§ What is expected:
Take the line that contains "Please place a point on every instance of the hood" and every line after it in the material below, and quote them exactly.

(Dataset rows on where objects appear)
——————————
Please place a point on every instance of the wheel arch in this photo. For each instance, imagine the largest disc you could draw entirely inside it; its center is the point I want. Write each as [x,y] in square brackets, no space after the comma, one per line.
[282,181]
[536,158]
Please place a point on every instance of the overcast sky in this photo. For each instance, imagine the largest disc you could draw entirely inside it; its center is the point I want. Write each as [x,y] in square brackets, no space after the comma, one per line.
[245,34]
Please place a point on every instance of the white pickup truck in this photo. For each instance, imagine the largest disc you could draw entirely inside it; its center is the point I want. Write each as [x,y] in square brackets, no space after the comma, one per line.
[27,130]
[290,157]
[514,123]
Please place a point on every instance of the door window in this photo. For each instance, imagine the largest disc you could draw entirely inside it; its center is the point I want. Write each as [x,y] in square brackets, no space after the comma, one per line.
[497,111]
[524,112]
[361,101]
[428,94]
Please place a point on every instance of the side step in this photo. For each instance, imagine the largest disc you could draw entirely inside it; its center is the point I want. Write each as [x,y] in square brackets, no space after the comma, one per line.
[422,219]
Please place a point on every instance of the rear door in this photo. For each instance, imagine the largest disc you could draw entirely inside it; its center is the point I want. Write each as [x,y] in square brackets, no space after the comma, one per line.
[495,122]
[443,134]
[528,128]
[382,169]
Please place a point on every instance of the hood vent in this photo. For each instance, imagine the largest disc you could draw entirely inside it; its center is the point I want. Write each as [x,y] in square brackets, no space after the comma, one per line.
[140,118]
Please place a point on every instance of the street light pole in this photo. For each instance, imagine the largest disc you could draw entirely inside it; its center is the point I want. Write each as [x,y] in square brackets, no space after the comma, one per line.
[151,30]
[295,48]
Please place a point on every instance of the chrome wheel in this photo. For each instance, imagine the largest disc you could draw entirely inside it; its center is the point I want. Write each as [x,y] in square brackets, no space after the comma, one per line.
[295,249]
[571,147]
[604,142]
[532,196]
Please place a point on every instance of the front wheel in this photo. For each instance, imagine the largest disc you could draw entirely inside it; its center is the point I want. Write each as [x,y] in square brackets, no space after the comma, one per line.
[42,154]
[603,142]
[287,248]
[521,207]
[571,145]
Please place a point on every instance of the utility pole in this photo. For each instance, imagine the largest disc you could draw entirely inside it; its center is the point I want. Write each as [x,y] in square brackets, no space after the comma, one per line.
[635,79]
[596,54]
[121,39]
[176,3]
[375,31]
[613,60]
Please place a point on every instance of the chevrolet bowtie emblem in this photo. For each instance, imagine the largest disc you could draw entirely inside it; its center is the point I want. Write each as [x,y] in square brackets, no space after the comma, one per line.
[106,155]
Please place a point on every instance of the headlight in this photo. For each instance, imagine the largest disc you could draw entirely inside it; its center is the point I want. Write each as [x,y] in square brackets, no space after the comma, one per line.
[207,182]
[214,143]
——————————
§ Answer to the problem:
Please place a point on every instance of the hood vent in this photo. For each instance, imagine the largest disc you could draw entirely inside it; its center is the point I want. Write each as [x,y] in square brackets, no space after the comma, one per line.
[140,118]
Please place a point on every instance of the street light pole in this photo. For each instance, imagine the largest disc you could draw entirely inside it; its center is the point I want. Write each as [x,y] in square brackets, no space after the comma, one per line.
[151,30]
[295,48]
Please place a point on every instance of the chrome wheel in this photo. For each instance, imagine the largest disc you could draw entirely inside it; its center is the point I want. Write each as [x,y] in square brackets, no space after the comma, one per line.
[295,249]
[571,147]
[604,142]
[532,196]
Please place a point on every instance of the front wheel in this photo. For each instance, imagine the largest disc you could draw entirely inside it; its center is the point I want. Write each as [x,y] in square brackets, no space after the comma, one per line.
[42,154]
[603,142]
[287,248]
[521,207]
[571,145]
Please place a point on every instance of the utility pole in this photo. For each instance, imagine the largest disc you could draw entirely inside it; its center is the point I want. Write each as [x,y] in square brackets, no space after the comma, one per line.
[635,79]
[596,54]
[121,39]
[176,3]
[375,31]
[613,60]
Please place a point on every instance of the chevrolet bowtie emblem in this photo. For each instance, imagine the largest disc you could draw entirely inside it; its center is the point I want. Write each as [x,y] in square brackets, no space after the comma, one per line.
[106,155]
Please place a point on every instance of the headlight in this photo. For each instance, imagine the largest disc you could draw entirely inside it; its center is the point I want. Write each as [x,y] in square brackets, no space after the comma, one per line.
[207,182]
[214,143]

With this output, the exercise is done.